▶ _Document excerpt_:
* * * *

Graham Shaw CFA, a Senior First Officer Training Pilot for British Airways (BA), visited St George’s Advanced Patient Simulator and Skills (GAPS) Centre and the catheter labs at St George’s in May.

Although this wasn’t the first time a pilot has visited St George’s, it was the first time we have we have been lucky enough for Graham to engage directly with the clinical team observing our current safety practices and offer his advice and feedback on our systems. Our initial patient safety courses were developed with pilots using aviation safety procedures that have since evolved into medical safety behaviours and teamwork.

Part of Graham’s role, as well as flying BA 777 planes around the world, is to critically assess and appraise teams working together. So, during his visit he observed our checklist behaviour, teamwork skills, behaviours when working under stressful situations and assessed the ‘human factors’ performance of the multidisciplinary teams in the labs.

* * * *

Please continue the article above about the British Airways pilot's visit to St George's, picking up after its last sentence.

▶ _Data records_:

* * * *

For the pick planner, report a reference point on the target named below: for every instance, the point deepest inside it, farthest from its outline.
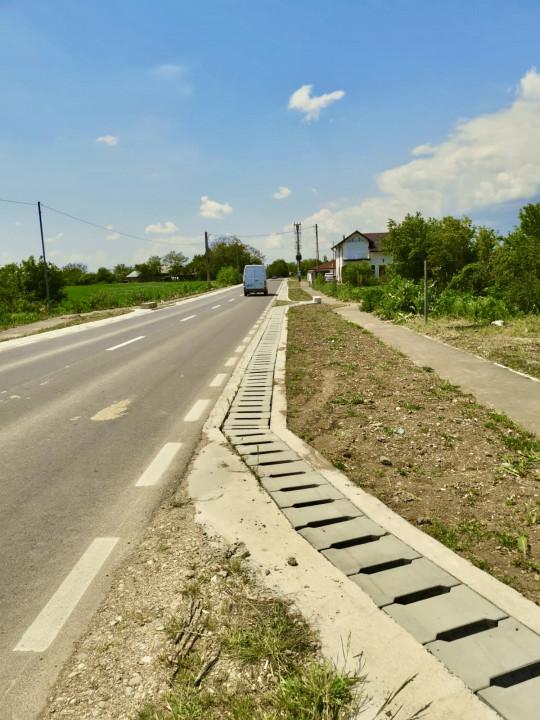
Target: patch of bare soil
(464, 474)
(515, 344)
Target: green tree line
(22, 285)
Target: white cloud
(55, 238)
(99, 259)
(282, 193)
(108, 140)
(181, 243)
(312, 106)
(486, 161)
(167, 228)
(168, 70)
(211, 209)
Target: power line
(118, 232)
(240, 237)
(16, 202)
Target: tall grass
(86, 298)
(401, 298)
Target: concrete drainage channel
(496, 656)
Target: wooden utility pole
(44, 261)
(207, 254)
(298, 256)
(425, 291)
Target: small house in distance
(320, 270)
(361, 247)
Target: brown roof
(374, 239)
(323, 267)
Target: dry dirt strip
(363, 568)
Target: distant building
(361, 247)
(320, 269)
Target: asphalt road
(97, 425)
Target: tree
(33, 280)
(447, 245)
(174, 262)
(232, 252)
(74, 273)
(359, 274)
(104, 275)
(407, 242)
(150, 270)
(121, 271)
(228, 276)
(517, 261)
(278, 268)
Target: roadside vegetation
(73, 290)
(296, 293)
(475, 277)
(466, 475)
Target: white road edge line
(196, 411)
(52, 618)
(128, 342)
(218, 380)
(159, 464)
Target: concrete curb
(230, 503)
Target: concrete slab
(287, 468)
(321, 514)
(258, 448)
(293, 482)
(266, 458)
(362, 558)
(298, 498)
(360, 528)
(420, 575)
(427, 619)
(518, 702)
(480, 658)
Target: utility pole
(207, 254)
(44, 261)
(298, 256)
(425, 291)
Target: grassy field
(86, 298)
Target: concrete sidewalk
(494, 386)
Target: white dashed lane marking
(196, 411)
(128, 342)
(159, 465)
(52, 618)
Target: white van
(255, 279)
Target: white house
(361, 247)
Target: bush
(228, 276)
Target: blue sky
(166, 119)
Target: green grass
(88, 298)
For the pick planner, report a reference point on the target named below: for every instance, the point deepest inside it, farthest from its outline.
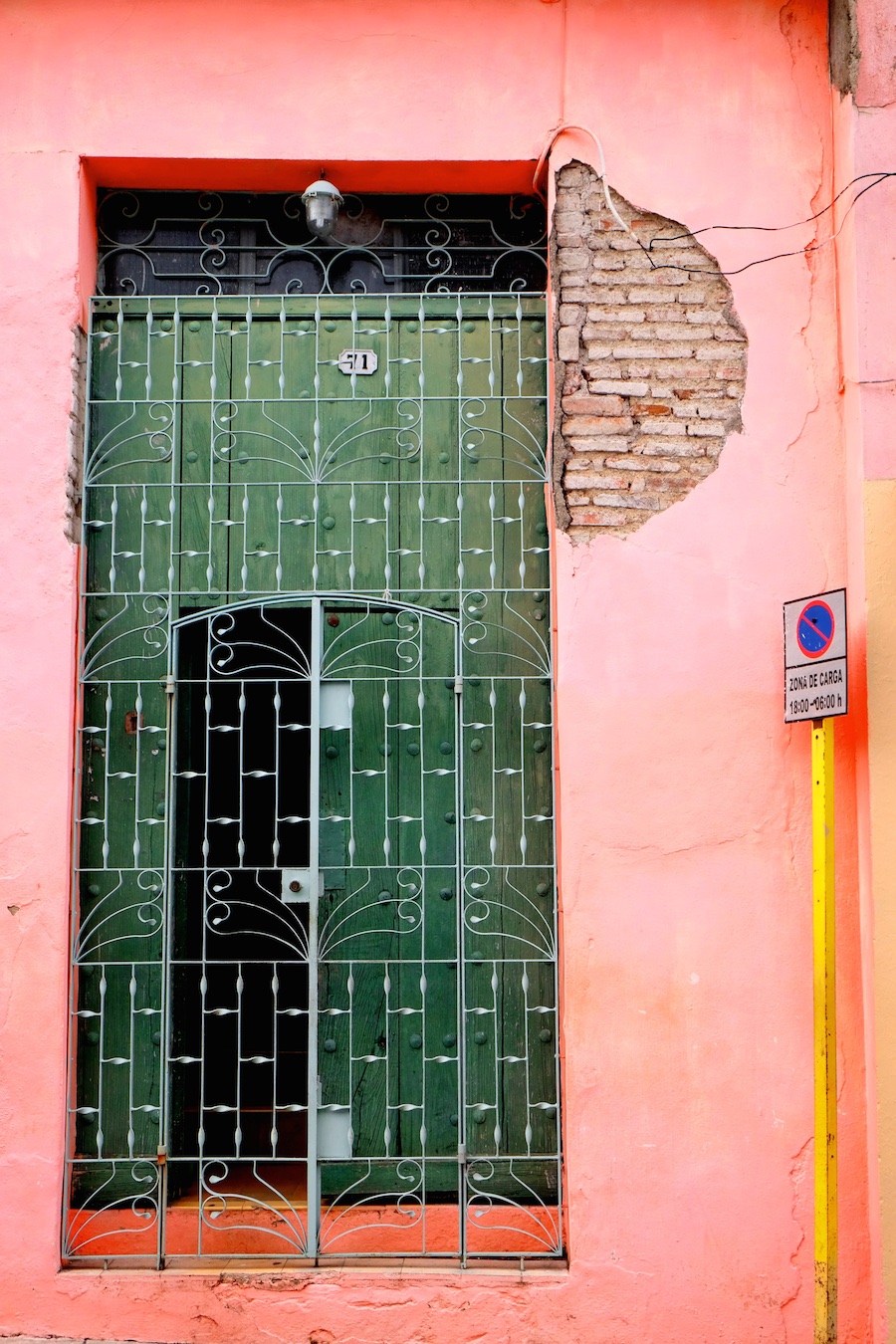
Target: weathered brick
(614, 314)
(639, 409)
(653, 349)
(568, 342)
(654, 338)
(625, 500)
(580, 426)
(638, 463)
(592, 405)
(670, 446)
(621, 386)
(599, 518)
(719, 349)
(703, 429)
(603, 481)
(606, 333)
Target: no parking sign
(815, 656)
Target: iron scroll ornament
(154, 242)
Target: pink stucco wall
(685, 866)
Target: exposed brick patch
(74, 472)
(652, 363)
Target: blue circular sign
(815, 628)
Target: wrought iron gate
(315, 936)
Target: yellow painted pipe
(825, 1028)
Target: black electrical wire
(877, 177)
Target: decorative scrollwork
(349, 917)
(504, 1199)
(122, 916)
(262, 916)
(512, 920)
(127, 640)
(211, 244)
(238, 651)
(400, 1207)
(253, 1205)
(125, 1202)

* * * *

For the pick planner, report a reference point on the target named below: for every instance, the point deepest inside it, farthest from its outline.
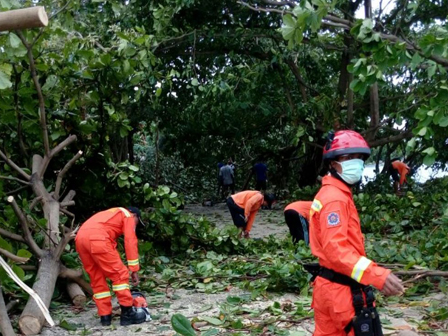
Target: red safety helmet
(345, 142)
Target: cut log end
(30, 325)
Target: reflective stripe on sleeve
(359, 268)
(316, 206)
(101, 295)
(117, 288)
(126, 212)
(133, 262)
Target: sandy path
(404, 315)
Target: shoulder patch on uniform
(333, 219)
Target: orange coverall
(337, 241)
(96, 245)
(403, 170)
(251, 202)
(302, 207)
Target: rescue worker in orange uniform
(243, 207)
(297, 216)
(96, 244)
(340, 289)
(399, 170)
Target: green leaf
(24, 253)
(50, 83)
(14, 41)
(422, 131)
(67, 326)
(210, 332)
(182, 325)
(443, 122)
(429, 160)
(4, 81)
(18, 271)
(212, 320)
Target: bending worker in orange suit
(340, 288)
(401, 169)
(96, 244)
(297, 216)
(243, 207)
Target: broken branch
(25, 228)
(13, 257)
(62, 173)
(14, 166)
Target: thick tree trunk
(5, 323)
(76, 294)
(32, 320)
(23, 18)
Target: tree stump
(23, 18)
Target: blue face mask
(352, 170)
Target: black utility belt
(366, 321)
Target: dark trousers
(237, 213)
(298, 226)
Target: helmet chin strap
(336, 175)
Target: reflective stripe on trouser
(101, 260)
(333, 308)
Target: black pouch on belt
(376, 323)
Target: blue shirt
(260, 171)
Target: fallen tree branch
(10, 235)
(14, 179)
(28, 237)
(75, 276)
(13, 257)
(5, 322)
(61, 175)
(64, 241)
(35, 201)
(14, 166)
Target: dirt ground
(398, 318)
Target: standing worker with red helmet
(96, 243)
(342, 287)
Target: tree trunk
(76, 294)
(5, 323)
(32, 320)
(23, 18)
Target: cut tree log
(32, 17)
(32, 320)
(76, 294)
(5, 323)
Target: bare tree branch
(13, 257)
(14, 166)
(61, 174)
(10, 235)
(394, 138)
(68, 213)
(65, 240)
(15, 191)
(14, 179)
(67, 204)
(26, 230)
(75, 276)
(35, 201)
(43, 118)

* * * *

▶ _Task answer_:
He also spent time in the simulation suite with Huon Snelgrove, Consultant in Medical Education from the GAPS Centre, while he audited our WHO Checklist Compliance, where additional feedback was given over some of the non-technical skills we face in simple and complex medical teams.

Graham provided written feedback to the catheter labs team in the same domains as he would for assessing a flight crew in a simulator; professional standards, leadership and teamwork, communication, situational awareness, workload management, problem solving and decision making and knowledge and application of procedures. The catheter labs are now working on introducing new patient safety tools in order to assist this and Graham’ s observations and feedback is proving to be very useful.

Graham said: “I thoroughly enjoyed my visit to St George’s. I observed several examples of great practice and offered guidance on how things can be improved further. I enjoyed meeting with the various staff groups to learn more about what they do on a day to day basis too.”

Stephen Brecker, Consultant Cardiologist and Chief of Cardiology at St George’s, said: “Graham’s visit was extremely positive. It was fascinating to learn how pilots have defined levels of expressing concern to a colleague on the flight deck – and this is the kind of thing that we can remodel to work within our area of expertise too.”

He added: “We look forward to sharing this practice with other teams across the Trust too, as the benefits can be replicated across specialties.”